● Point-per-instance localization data

- - - - - - -

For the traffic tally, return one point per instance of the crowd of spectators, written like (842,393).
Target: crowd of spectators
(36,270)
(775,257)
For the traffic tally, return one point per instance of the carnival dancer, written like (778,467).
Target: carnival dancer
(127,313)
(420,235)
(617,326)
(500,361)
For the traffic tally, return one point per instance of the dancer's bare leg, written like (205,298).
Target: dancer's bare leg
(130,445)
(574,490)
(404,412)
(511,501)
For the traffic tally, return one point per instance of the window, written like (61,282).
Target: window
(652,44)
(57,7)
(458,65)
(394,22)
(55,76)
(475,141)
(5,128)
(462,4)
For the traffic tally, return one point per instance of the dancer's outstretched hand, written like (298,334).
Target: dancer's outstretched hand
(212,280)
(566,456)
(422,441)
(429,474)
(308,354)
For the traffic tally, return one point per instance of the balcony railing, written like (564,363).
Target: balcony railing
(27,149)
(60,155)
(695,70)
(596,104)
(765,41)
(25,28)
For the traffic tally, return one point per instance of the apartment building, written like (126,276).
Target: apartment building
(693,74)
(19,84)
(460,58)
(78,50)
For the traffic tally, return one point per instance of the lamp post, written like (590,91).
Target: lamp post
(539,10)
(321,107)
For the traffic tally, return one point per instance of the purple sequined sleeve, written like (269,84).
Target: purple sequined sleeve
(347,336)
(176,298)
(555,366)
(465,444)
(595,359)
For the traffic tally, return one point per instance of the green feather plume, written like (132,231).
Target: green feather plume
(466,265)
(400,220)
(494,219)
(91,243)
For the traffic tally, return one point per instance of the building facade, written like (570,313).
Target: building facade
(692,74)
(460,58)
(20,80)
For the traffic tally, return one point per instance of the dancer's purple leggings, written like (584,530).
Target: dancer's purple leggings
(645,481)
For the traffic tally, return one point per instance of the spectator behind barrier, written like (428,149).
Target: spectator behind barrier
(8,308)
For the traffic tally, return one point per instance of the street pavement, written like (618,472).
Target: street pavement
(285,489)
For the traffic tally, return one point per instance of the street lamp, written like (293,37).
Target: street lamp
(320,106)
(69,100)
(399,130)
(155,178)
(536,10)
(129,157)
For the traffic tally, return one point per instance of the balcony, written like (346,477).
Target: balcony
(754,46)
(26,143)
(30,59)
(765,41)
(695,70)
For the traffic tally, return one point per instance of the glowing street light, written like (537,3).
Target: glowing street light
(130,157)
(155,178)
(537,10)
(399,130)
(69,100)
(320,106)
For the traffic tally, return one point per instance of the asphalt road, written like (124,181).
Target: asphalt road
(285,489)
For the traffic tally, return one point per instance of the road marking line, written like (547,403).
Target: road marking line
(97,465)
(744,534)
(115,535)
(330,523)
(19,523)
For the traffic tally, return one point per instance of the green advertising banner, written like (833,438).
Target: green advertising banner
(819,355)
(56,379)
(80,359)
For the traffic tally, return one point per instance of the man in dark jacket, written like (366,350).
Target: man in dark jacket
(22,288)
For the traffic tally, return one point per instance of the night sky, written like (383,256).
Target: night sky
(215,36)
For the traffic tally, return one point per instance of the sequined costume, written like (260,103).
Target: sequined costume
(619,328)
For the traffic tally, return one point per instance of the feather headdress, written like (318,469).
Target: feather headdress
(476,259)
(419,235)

- - - - - - -

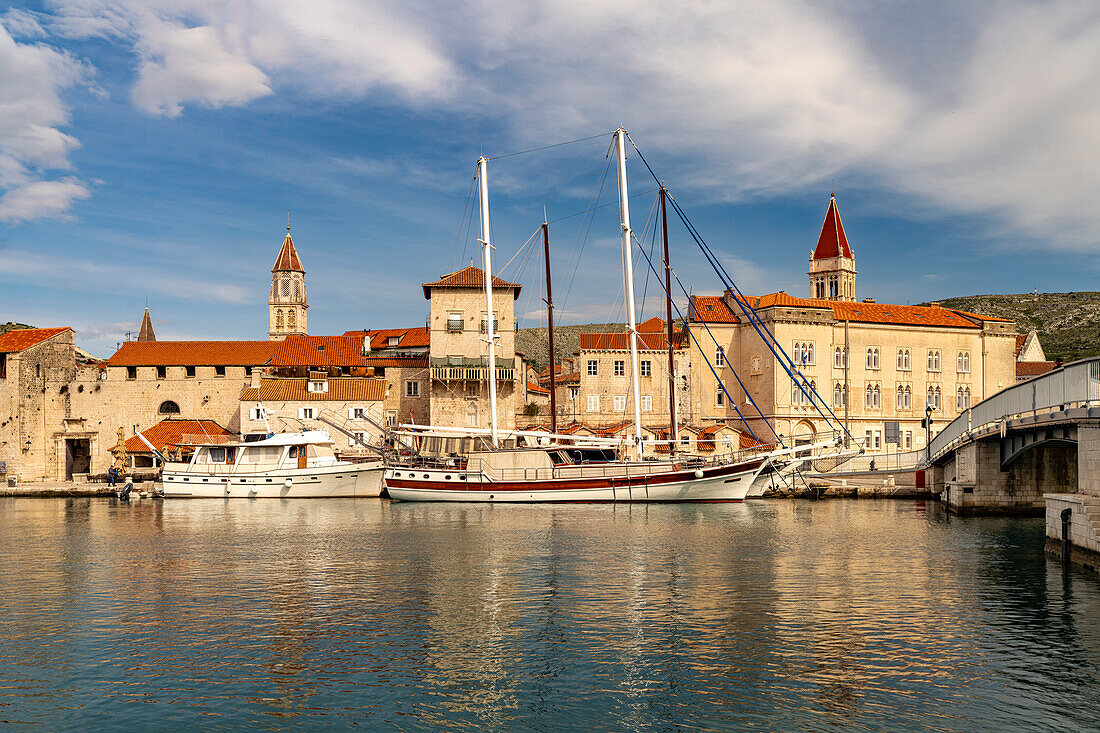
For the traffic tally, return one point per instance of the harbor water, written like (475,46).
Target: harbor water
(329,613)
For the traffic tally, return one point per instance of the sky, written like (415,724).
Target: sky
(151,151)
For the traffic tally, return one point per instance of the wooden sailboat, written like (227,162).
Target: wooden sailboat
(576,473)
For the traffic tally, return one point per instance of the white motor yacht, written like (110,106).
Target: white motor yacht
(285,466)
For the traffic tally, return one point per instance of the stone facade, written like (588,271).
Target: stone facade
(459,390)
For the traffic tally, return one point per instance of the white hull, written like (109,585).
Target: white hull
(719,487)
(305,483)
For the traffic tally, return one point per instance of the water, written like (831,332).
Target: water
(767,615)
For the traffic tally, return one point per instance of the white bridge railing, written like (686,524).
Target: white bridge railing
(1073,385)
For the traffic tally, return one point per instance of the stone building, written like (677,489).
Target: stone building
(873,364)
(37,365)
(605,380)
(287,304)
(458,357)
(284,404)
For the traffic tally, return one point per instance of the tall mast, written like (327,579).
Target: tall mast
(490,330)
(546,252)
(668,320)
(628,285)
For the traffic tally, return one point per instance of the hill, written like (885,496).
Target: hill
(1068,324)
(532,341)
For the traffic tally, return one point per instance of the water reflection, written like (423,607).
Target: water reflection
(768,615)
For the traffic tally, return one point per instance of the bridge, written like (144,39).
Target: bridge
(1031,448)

- - - - - - -

● WHAT NEEDS TO BE DONE
Print again the lines of the entries above that fall between the line holding "written like (842,393)." and the line holding "written like (564,363).", inclusive, exactly as they stand.

● TASK ANSWER
For the traffic tally, return one point per instance of the crowd of spectators, written like (842,393).
Target: crowd of spectators
(36,270)
(775,257)
For the traffic tally, return one point per instance of the carnival dancer, written like (778,467).
Target: carnival dancer
(127,313)
(420,235)
(617,326)
(500,361)
For the traffic tally, return one point per instance of the dancer's bare leg, written like (205,298).
Target: dancer's bare leg
(130,445)
(574,490)
(404,412)
(511,501)
For the traffic tally, return one point per instance of the window, written like (61,282).
Target: window
(652,44)
(57,7)
(458,65)
(394,22)
(55,76)
(475,141)
(5,128)
(462,4)
For the traffic tally, return one point per instance of the dancer's outstretched hand, written like (298,334).
Target: dancer's outstretched hand
(212,280)
(566,456)
(422,441)
(429,474)
(308,354)
For the traffic tally, return one point per instance of the balcony railing, written like (564,363).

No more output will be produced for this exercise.